**What is expected**:
Reproduce every one of the following items line for line, without altering any character.

___ Records for this task

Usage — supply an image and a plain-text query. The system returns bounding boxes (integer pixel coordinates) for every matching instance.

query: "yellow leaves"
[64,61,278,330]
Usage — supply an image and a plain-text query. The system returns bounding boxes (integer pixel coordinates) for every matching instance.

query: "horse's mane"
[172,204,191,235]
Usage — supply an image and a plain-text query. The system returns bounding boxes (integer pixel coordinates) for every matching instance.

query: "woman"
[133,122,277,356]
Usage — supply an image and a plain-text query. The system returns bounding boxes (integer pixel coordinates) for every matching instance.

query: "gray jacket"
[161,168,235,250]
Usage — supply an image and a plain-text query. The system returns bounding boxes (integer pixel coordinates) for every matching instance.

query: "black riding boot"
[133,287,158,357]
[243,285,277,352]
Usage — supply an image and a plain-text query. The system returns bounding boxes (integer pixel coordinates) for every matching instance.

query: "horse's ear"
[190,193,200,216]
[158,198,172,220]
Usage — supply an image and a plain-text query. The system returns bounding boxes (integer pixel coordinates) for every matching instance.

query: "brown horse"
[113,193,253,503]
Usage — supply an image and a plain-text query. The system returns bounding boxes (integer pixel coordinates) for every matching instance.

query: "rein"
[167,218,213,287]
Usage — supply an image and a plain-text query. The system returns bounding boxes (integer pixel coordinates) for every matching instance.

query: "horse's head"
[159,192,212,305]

______

**Exercise result**:
Usage — supply an image and a plain-text query. The system returns bounding boxes (integer pixel coordinates) for every matching instance.

query: "yellow leaves"
[64,61,278,330]
Usage — supply an image and a plain-text query. The system returns bounding boxes (integer pixel coordinates) for every matching instance.

query: "horse's mane"
[172,204,191,235]
Usage — supply an image and a plain-text query. The system returns bounding boxes (integer pixel coordinates) for every matching instance.

query: "woman"
[133,122,277,356]
Usage — supply an image and a plain-text query. The system returns bounding boxes (integer pixel coordinates) for every matching instance.

query: "gray jacket"
[161,168,235,250]
Usage — supply an image and a plain-text query. The system returns bounding boxes (integer pixel coordinates) for every matching instance.

query: "black riding boot"
[133,287,158,357]
[243,285,277,352]
Usage — supply an image and a plain-text query. The system returns bounding boxes (integer pixel coordinates) for every matching instance.

query: "horse's ear"
[190,193,200,216]
[158,198,172,220]
Usage — supply an image and a plain-text query. The system returns bounding boxes (integer pixel coordinates) for every matching instance.

query: "brown horse"
[113,193,253,503]
Usage — supply an image and a plain-text query. The system returns bounding boxes (integer pixel coordinates) for every matching instance.

query: "rein"
[167,218,213,287]
Usage — supply an image and a plain-text query. The system returns bounding boxes (integer pixel coordinates) for every matching instance.

query: "horse's head"
[159,192,212,305]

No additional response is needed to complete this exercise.